**Exercise instructions:** From the passage on economic reform in Pakistan below, extract word for word the stretch from "Being a person" to "alternative is over.".
# start of Text passage
Unfortunately, however, we have been making this mistake over and over: as many as twenty-three times since the creation of this country.

The second corrective measure is to effectively undertake economic reforms. There are three fundamental economic reforms that as a country we do not want to implement despite our assertions to the contrary. These are:

Resilience, helplessness or loss of trust?–I

  1. Documentation of economy;

  2. Liberalisation of economy; and

  3. Privatisation.

    The average Pakistani is suffering primarily for the reason that his tax incidence is largely equal to a rich person’s as the majority of taxes are collected by way of indirect taxes.

Unless and until we document the economy and make a substantial increase in direct taxes and reduce the incidence of indirect taxes there cannot be any fiscal reform in the country.

Being a person who has dealt with this issue from all angles, it is this author’s view that the present political setup and the composition of the legislature are not tuned to this primary task. At present, the elite class is the beneficiary of existing policies that are duly supported by impractical economists.

What kind of autocratic system is required for this action is a question that does not have an answer; however, the time to think of any other alternative is over.

On the matter of liberalization, our neighbor next door ‘had always attracted criticism for over-regulations and ‘licence Raj’. Now countries such as Saudi Arabia, the UAE, USA, several countries from Europe and even China are investing in Indian companies. Let us review their recent history.

Dr Manmohan Singh, who was born before Partition in a small village known as “Gah” in Chakwal District, stated in a recent interview:

India’s state of affairs in the 1990s “India had an unsustainable fiscal deficit. Our central government fiscal deficit was as high as 8.5 percent of GDP.
# end of Text passage
# start of Dataset content
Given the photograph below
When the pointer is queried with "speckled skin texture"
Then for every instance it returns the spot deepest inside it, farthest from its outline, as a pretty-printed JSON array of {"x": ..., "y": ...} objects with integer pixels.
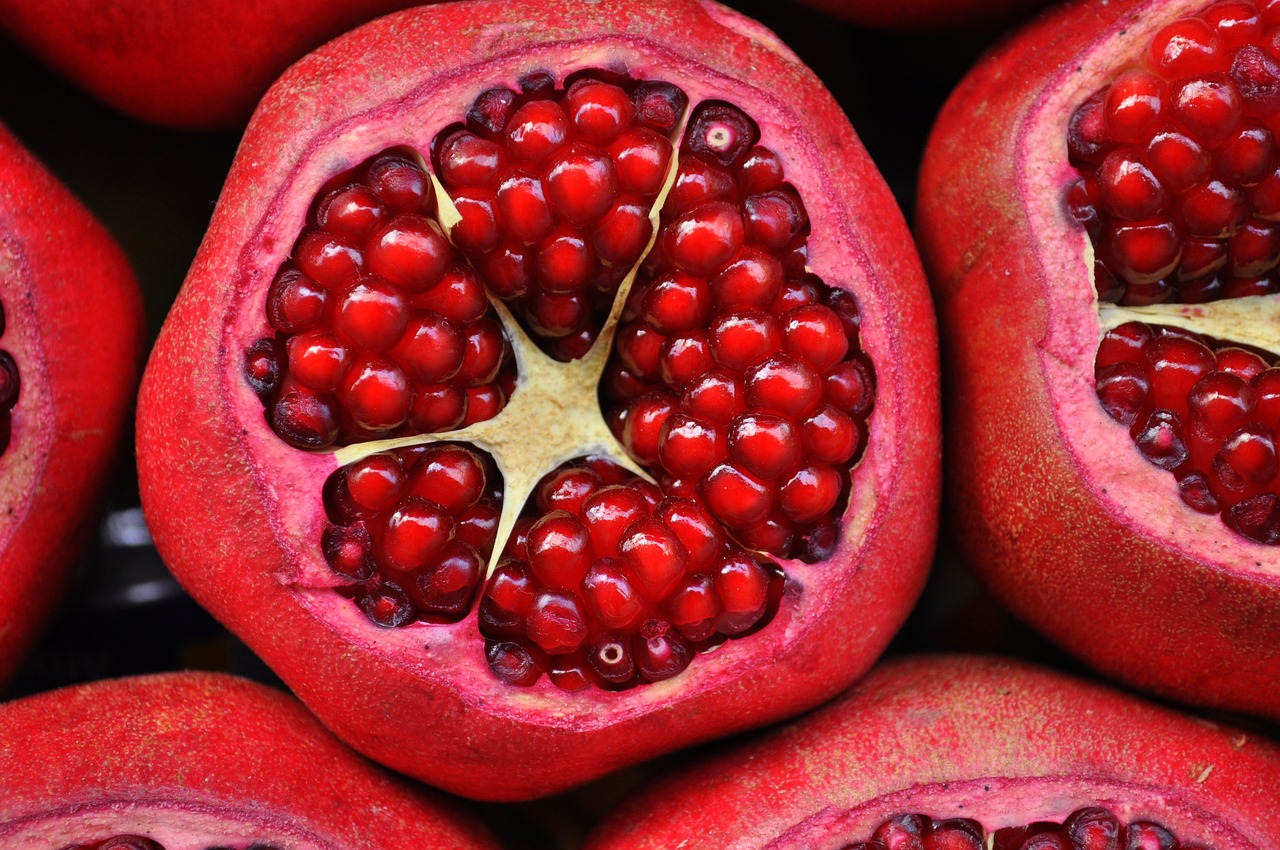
# end of Dataset content
**Task solution:**
Being a person who has dealt with this issue from all angles, it is this author’s view that the present political setup and the composition of the legislature are not tuned to this primary task. At present, the elite class is the beneficiary of existing policies that are duly supported by impractical economists.

What kind of autocratic system is required for this action is a question that does not have an answer; however, the time to think of any other alternative is over.